--- Aim of the task ---
Render the lines of the listing as a numbered list, starting at the beginning of the listing and ending at the line that contains "M 0 120 L 214". Leave out blank lines and pictures.

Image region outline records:

-=-=-=-=-

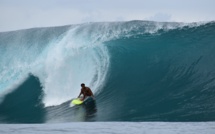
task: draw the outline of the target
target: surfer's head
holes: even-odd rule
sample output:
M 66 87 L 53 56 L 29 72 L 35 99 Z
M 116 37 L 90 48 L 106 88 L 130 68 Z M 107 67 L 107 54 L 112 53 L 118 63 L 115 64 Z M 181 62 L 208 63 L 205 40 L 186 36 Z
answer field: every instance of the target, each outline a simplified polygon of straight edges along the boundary
M 84 84 L 84 83 L 81 83 L 81 87 L 85 87 L 85 84 Z

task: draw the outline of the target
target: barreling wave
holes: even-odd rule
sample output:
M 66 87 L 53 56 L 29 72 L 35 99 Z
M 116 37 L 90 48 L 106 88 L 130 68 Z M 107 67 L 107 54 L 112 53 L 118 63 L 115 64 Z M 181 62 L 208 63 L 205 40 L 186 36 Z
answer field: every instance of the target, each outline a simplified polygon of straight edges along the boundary
M 0 120 L 214 121 L 213 29 L 129 21 L 0 33 Z M 67 107 L 80 83 L 96 94 L 93 118 Z M 13 99 L 37 112 L 18 118 L 11 111 L 27 106 L 10 106 Z

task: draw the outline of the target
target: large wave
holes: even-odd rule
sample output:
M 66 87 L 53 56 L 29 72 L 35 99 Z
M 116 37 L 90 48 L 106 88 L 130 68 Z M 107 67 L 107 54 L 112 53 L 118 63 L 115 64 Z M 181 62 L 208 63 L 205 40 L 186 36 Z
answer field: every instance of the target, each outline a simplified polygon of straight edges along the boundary
M 129 21 L 0 33 L 1 98 L 38 87 L 45 107 L 55 106 L 46 120 L 68 121 L 53 113 L 65 115 L 64 102 L 85 83 L 96 94 L 95 120 L 214 120 L 214 28 Z

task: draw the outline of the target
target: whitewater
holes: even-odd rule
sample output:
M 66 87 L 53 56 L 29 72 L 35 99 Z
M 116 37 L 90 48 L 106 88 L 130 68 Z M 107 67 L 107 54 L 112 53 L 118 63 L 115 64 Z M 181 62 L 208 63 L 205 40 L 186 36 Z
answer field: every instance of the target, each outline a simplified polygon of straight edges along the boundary
M 213 134 L 214 29 L 135 20 L 1 32 L 0 133 Z M 96 105 L 69 107 L 81 83 Z

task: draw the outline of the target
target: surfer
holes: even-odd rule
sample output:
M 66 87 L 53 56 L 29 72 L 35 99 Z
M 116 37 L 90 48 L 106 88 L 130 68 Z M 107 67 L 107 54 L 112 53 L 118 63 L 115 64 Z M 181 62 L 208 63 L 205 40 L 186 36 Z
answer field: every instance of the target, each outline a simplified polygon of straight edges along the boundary
M 84 97 L 81 100 L 84 100 L 87 96 L 94 97 L 91 89 L 89 87 L 86 87 L 84 83 L 81 84 L 81 92 L 80 92 L 78 98 L 81 96 L 81 94 L 84 95 Z

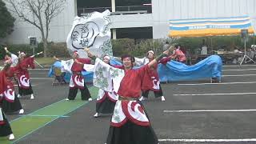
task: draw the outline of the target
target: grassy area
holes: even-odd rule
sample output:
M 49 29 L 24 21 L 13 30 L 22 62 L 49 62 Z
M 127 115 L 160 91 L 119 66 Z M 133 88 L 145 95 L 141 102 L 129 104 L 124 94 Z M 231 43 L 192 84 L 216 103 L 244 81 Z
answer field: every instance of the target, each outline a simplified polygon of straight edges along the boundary
M 59 58 L 59 59 L 66 60 L 66 58 Z M 51 66 L 54 63 L 55 60 L 53 58 L 35 58 L 34 60 L 37 61 L 42 66 Z M 36 64 L 36 62 L 34 62 Z M 0 60 L 0 70 L 1 66 L 3 66 L 3 60 Z

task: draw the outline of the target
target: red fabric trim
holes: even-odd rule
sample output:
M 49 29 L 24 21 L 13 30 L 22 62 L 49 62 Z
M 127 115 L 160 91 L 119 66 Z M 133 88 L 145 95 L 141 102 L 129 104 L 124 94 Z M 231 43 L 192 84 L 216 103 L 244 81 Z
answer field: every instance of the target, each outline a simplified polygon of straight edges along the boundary
M 103 97 L 102 97 L 102 99 L 99 99 L 99 100 L 97 100 L 97 103 L 102 103 L 105 99 L 106 99 L 106 92 L 104 92 L 104 95 L 103 95 Z
M 7 102 L 11 102 L 11 103 L 13 103 L 13 102 L 14 102 L 14 100 L 9 99 L 7 97 L 5 97 L 5 99 L 6 99 Z M 14 98 L 14 99 L 15 99 L 15 98 Z
M 129 101 L 122 101 L 122 109 L 123 113 L 126 114 L 126 118 L 130 120 L 132 122 L 139 125 L 139 126 L 150 126 L 150 122 L 141 122 L 134 118 L 128 111 L 128 102 Z M 142 110 L 143 108 L 141 107 Z M 144 110 L 145 111 L 145 110 Z
M 118 101 L 118 100 L 113 99 L 113 98 L 109 95 L 108 93 L 106 93 L 106 96 L 107 96 L 107 98 L 108 98 L 111 102 L 116 102 Z
M 7 79 L 4 71 L 0 71 L 0 94 L 7 89 Z
M 126 122 L 128 121 L 128 119 L 126 118 L 123 121 L 122 121 L 121 122 L 119 123 L 114 123 L 114 122 L 110 122 L 110 126 L 113 126 L 114 127 L 120 127 L 122 126 L 122 125 L 124 125 L 125 123 L 126 123 Z
M 0 121 L 0 125 L 4 125 L 6 122 L 4 121 Z

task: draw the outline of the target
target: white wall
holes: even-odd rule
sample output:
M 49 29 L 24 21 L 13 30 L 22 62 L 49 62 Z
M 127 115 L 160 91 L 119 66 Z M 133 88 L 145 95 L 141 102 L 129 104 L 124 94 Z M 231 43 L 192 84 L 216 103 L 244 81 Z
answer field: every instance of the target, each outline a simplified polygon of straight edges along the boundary
M 250 15 L 256 28 L 256 0 L 152 0 L 153 37 L 166 38 L 169 19 Z
M 66 42 L 73 19 L 77 15 L 76 6 L 76 0 L 68 0 L 65 10 L 53 19 L 50 27 L 50 42 Z M 5 39 L 8 43 L 29 43 L 29 36 L 36 36 L 38 42 L 42 39 L 38 29 L 18 18 L 16 18 L 14 30 L 14 31 Z
M 73 18 L 77 15 L 76 0 L 68 0 L 67 6 L 51 23 L 50 41 L 66 42 Z M 234 17 L 249 14 L 256 28 L 256 0 L 152 0 L 152 14 L 111 16 L 112 28 L 153 26 L 153 38 L 166 38 L 169 19 Z M 41 38 L 33 26 L 15 22 L 10 43 L 28 43 L 30 35 Z

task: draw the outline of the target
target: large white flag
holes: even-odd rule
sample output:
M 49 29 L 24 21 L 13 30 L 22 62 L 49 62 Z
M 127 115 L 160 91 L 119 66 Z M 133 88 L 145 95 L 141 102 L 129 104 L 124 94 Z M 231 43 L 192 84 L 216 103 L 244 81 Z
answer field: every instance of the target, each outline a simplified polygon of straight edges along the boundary
M 70 54 L 78 50 L 80 58 L 87 58 L 83 49 L 88 47 L 97 56 L 113 56 L 110 24 L 110 12 L 108 10 L 103 13 L 93 12 L 86 16 L 75 17 L 66 39 Z

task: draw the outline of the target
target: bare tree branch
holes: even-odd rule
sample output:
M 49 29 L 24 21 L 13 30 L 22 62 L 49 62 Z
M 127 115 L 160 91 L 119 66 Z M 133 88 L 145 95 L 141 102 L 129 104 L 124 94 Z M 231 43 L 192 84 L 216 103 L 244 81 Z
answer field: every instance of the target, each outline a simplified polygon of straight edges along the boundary
M 45 54 L 51 21 L 66 6 L 66 0 L 6 0 L 11 6 L 10 10 L 23 21 L 34 26 L 41 31 Z

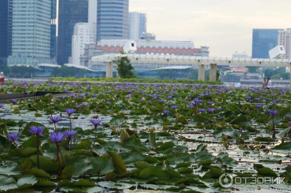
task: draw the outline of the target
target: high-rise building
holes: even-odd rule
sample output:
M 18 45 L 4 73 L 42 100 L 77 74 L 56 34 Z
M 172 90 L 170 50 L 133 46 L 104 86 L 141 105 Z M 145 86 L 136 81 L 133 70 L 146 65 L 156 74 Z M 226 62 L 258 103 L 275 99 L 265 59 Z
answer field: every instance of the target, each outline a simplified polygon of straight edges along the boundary
M 57 55 L 57 0 L 51 0 L 50 11 L 51 25 L 50 25 L 50 58 L 56 60 Z
M 6 65 L 8 56 L 8 0 L 0 1 L 0 68 Z
M 253 29 L 252 58 L 269 59 L 269 51 L 278 45 L 281 29 Z
M 278 45 L 283 45 L 285 50 L 286 55 L 283 58 L 291 59 L 291 29 L 279 31 Z
M 146 32 L 146 14 L 129 12 L 129 35 L 131 40 L 141 39 L 143 33 Z
M 77 23 L 88 22 L 88 0 L 59 0 L 58 64 L 67 63 L 72 52 L 72 36 Z
M 129 0 L 98 0 L 97 40 L 128 39 Z
M 51 0 L 13 0 L 12 50 L 7 64 L 51 63 Z
M 141 40 L 156 40 L 156 35 L 152 33 L 143 33 Z
M 96 41 L 96 25 L 93 23 L 78 23 L 75 25 L 72 37 L 72 56 L 70 63 L 80 64 L 80 56 L 84 53 L 85 44 Z
M 97 23 L 97 0 L 89 0 L 88 10 L 88 23 Z

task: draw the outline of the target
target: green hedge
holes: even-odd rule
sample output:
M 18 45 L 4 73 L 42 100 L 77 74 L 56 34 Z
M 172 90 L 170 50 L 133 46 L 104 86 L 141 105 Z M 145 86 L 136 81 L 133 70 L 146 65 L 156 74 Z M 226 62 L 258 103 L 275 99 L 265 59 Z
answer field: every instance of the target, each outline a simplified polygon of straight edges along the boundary
M 146 83 L 180 83 L 194 84 L 221 85 L 220 81 L 203 81 L 194 80 L 171 80 L 147 78 L 75 78 L 75 77 L 53 77 L 50 80 L 63 81 L 84 81 L 84 82 L 140 82 Z

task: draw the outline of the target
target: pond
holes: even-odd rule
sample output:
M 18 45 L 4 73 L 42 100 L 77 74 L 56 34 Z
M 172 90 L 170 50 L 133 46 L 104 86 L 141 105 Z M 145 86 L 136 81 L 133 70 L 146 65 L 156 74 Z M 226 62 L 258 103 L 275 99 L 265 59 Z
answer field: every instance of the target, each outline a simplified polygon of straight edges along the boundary
M 0 90 L 68 94 L 0 105 L 0 192 L 291 191 L 289 88 L 19 82 Z

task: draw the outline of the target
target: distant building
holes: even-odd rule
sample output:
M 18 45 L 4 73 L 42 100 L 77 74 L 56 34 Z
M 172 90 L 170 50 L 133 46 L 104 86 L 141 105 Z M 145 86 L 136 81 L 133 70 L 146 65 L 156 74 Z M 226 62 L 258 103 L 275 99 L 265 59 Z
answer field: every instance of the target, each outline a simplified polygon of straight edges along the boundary
M 88 0 L 88 23 L 97 23 L 97 0 Z
M 129 35 L 131 40 L 141 39 L 143 33 L 146 32 L 146 14 L 129 12 Z
M 98 0 L 97 10 L 97 40 L 128 38 L 129 0 Z
M 88 22 L 88 0 L 59 0 L 58 64 L 68 63 L 72 52 L 72 36 L 77 23 Z
M 152 33 L 143 33 L 141 40 L 156 40 L 156 35 Z
M 80 56 L 84 54 L 85 44 L 95 44 L 96 25 L 95 23 L 78 23 L 74 28 L 72 37 L 72 56 L 70 63 L 80 64 Z
M 269 59 L 269 51 L 278 45 L 281 29 L 253 29 L 252 58 Z
M 245 53 L 245 52 L 243 52 L 242 53 L 239 53 L 238 52 L 236 51 L 235 53 L 232 55 L 232 59 L 243 59 L 248 58 L 249 56 Z
M 9 34 L 11 34 L 11 31 L 8 32 L 9 29 L 9 6 L 11 4 L 10 0 L 0 1 L 0 68 L 6 64 L 7 58 L 9 54 L 11 54 L 10 50 L 8 48 L 9 41 L 11 44 L 11 38 L 8 38 Z M 11 29 L 10 29 L 11 30 Z M 10 39 L 9 40 L 9 39 Z M 9 53 L 10 52 L 10 53 Z
M 280 30 L 278 35 L 278 45 L 283 45 L 286 52 L 286 55 L 283 57 L 284 59 L 291 59 L 291 29 Z
M 8 65 L 53 62 L 50 59 L 51 0 L 8 1 L 12 3 L 12 28 Z
M 103 70 L 105 64 L 92 62 L 93 56 L 106 54 L 119 53 L 123 50 L 123 46 L 130 40 L 101 40 L 97 44 L 86 45 L 84 53 L 81 57 L 81 65 L 90 68 Z M 174 41 L 155 41 L 137 40 L 136 54 L 174 54 L 178 56 L 209 56 L 209 48 L 202 46 L 196 48 L 192 42 Z M 175 66 L 175 64 L 135 63 L 136 69 L 156 69 Z M 180 65 L 192 66 L 192 65 Z

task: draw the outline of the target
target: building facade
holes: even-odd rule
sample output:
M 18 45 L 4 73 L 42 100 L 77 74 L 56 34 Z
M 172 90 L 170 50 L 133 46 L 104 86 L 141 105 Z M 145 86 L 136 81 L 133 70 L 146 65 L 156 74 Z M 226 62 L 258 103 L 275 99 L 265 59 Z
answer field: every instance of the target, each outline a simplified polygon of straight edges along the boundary
M 141 40 L 156 40 L 156 35 L 152 33 L 143 33 Z
M 8 65 L 50 62 L 51 0 L 13 0 Z
M 78 23 L 74 28 L 72 37 L 72 56 L 70 63 L 80 64 L 80 56 L 84 54 L 85 44 L 95 44 L 96 25 L 93 23 Z
M 143 33 L 146 32 L 146 14 L 138 12 L 129 12 L 129 34 L 131 40 L 141 39 Z
M 252 58 L 269 59 L 269 51 L 278 45 L 281 29 L 253 29 Z
M 129 0 L 98 0 L 97 40 L 129 37 Z
M 285 50 L 286 55 L 283 59 L 291 59 L 291 29 L 279 31 L 278 45 L 283 45 Z
M 97 44 L 85 45 L 84 54 L 80 58 L 81 64 L 97 70 L 105 70 L 106 64 L 92 62 L 93 56 L 106 54 L 119 53 L 123 50 L 123 46 L 132 40 L 101 40 Z M 154 41 L 138 40 L 136 41 L 136 54 L 174 54 L 178 56 L 209 56 L 209 48 L 202 46 L 195 48 L 192 42 Z M 145 70 L 155 69 L 159 68 L 174 66 L 175 64 L 141 63 L 132 62 L 137 72 Z M 192 66 L 192 65 L 178 65 Z
M 57 46 L 58 64 L 68 63 L 72 52 L 72 36 L 77 23 L 88 22 L 88 0 L 59 0 Z
M 9 3 L 8 0 L 0 1 L 0 68 L 6 65 L 9 55 L 8 28 Z M 10 40 L 11 43 L 11 40 Z

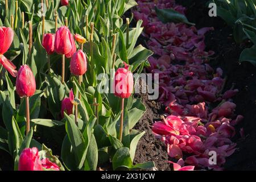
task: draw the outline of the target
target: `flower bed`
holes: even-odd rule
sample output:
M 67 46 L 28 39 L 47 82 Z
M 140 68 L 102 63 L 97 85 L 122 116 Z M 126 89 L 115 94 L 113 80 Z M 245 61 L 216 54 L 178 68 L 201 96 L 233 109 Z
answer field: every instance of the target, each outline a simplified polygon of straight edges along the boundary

-=-=-=-=-

--- Exercise result ---
1. task: draw the outline of the target
2. target: surfer's head
3. holes: even-odd rule
4. sample output:
5. M 66 87 L 53 56 L 29 72 L 35 99 Z
6. M 116 37 L 90 48 L 106 88 L 130 68 Z M 107 67 L 107 54 L 112 53 L 118 63 L 115 64 Z M 181 62 L 208 63 L 205 40 L 186 36 Z
7. answer field: every instance of the target, each outline a simplified polygon of straight edges along the boundary
8. M 84 84 L 84 83 L 81 83 L 81 87 L 85 87 L 85 84 Z
9. task: draw the outline of the target
10. target: barreling wave
11. holes: even-odd rule
12. sample output:
13. M 66 87 L 53 56 L 29 72 L 35 99 Z
14. M 116 37 L 90 48 L 106 88 L 130 68 Z M 107 67 L 107 54 L 112 53 L 118 63 L 115 64 Z M 181 62 L 208 63 L 205 40 L 186 36 Z
15. answer field: every instance of the target, each outline a simplified polygon of straight edges along the boundary
16. M 0 120 L 214 121 L 213 29 L 129 21 L 0 33 Z M 67 107 L 80 83 L 96 94 L 93 118 Z M 13 99 L 37 112 L 18 118 L 11 111 L 27 106 L 10 106 Z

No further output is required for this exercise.